Segment Open

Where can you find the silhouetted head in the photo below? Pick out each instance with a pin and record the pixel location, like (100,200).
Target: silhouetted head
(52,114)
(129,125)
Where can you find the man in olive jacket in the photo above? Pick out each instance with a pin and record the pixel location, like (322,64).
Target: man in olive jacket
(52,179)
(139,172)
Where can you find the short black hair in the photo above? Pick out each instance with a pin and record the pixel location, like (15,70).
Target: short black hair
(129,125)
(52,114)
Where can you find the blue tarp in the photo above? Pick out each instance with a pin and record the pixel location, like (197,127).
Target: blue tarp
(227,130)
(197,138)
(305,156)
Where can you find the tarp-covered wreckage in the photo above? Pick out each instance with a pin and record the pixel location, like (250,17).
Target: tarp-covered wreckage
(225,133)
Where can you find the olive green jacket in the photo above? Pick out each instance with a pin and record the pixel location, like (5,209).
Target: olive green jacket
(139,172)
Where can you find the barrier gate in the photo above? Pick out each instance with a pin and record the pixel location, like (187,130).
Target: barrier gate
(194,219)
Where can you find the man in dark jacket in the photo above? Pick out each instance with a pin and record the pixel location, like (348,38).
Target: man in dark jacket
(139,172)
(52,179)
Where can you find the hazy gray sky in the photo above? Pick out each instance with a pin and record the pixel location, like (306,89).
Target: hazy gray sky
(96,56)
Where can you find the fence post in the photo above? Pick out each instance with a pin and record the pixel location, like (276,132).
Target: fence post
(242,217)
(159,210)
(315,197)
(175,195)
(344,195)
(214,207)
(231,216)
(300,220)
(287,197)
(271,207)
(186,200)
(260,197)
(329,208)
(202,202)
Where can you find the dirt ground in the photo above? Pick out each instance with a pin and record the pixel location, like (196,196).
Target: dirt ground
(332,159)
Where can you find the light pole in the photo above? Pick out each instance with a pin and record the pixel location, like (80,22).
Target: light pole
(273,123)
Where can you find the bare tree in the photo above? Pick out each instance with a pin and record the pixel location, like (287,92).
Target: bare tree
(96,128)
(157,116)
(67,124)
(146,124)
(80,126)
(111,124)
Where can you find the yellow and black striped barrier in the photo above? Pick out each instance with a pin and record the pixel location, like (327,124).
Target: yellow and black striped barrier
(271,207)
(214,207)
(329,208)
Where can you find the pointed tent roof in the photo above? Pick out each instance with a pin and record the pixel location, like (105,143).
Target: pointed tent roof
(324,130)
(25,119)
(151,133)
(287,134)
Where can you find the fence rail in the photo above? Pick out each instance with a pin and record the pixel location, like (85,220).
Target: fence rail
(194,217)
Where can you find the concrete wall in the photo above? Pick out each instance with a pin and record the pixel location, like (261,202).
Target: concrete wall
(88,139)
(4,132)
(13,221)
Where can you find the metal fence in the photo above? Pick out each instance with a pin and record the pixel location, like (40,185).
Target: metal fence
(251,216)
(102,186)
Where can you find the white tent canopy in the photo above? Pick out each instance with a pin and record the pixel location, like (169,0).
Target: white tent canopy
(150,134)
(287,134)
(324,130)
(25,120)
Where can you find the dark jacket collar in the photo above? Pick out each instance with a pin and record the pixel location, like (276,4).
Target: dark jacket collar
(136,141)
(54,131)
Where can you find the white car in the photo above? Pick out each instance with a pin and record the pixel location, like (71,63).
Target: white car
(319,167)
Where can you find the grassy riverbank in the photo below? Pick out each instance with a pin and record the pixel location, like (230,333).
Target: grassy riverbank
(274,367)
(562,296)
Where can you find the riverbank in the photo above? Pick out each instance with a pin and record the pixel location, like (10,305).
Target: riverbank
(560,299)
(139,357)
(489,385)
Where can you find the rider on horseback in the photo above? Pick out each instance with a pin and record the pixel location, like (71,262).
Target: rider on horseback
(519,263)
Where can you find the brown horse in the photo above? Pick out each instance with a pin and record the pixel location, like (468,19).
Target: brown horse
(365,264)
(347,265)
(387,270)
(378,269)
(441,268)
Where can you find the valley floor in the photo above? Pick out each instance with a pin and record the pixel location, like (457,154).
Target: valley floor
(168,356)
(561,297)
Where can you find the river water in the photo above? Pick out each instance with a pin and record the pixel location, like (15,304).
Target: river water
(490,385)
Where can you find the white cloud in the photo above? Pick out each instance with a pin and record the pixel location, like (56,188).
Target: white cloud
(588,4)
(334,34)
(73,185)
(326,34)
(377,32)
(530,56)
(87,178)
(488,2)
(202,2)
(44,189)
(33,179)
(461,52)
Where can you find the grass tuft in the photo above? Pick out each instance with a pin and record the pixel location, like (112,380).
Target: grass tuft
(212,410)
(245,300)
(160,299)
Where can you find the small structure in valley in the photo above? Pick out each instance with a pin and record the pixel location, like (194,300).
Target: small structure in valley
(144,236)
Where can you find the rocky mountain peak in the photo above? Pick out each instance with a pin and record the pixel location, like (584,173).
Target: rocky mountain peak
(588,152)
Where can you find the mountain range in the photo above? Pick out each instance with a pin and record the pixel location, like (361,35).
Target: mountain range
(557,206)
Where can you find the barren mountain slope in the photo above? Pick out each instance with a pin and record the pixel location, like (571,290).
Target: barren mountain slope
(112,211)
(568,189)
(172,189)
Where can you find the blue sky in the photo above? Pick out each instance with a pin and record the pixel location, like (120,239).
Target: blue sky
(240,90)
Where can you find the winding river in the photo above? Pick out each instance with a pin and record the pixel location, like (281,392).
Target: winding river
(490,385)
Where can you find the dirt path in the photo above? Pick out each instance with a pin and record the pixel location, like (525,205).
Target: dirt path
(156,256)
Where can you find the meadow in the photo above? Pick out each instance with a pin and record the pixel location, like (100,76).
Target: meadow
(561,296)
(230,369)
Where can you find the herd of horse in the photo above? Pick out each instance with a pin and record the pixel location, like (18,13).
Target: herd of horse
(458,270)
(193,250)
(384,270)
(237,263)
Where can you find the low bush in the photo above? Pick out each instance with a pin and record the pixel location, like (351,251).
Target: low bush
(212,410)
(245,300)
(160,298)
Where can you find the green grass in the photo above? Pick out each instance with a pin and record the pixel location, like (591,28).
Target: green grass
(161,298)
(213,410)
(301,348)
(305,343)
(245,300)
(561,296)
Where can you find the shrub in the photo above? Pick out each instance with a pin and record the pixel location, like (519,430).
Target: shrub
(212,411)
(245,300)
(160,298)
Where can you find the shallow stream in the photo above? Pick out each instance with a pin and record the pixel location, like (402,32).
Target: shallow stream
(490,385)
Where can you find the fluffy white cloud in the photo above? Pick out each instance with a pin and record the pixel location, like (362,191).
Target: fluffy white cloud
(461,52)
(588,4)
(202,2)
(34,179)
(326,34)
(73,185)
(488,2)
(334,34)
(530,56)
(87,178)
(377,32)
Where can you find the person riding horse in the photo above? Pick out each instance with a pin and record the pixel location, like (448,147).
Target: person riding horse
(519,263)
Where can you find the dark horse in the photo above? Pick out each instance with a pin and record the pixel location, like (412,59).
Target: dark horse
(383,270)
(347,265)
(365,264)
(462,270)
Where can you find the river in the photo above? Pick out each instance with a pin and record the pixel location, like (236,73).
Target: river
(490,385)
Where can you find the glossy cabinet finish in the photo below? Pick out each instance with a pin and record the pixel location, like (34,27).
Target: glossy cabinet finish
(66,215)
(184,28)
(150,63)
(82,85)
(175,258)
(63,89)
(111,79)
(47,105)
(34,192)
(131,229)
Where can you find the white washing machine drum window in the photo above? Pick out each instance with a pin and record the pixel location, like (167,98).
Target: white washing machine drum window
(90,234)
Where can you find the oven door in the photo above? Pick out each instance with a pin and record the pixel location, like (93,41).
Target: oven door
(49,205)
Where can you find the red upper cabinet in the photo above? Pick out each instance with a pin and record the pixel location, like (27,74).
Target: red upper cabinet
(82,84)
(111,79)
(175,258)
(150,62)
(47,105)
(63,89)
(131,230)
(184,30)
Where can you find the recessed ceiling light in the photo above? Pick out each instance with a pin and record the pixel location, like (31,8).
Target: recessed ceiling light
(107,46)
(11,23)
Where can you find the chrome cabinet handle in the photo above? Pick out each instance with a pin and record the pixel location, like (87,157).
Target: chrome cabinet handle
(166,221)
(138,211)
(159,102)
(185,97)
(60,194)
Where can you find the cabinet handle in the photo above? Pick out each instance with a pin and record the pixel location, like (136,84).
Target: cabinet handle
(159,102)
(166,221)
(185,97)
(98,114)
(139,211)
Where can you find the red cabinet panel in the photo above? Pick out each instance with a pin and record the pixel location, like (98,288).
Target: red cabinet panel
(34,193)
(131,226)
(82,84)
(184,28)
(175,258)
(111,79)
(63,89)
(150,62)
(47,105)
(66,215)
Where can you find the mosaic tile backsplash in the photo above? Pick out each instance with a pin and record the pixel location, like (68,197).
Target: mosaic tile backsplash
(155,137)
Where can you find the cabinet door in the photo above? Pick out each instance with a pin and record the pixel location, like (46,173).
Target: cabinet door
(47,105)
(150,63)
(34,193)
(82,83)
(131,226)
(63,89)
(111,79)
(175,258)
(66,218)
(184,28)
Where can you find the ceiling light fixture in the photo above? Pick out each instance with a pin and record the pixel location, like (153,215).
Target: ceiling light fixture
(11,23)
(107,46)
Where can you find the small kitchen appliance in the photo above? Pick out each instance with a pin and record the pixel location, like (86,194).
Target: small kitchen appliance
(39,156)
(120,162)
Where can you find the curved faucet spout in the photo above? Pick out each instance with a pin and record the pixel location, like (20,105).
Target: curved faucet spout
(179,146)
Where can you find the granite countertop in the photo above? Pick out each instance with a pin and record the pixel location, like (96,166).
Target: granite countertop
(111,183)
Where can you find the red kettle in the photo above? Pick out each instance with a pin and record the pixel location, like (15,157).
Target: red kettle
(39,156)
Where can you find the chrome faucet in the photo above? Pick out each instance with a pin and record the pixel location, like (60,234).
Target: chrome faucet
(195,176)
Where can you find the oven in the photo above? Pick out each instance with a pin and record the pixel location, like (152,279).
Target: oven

Segment Closed

- **Exercise brief**
If a line in the data holds the string "below", copy that line.

- **The answer**
Where can you find the silhouetted head in the photo below? Pick out each instance with a pin and record the pixel location, like (100,200).
Where can you find the grassy riverbank in the photo below? Pick out each instance with a pin and record the pixel location, like (230,333).
Where can you find the glossy cabinet finish in the photo below? Pick out each instance with a pin and record the pixel location, like (34,27).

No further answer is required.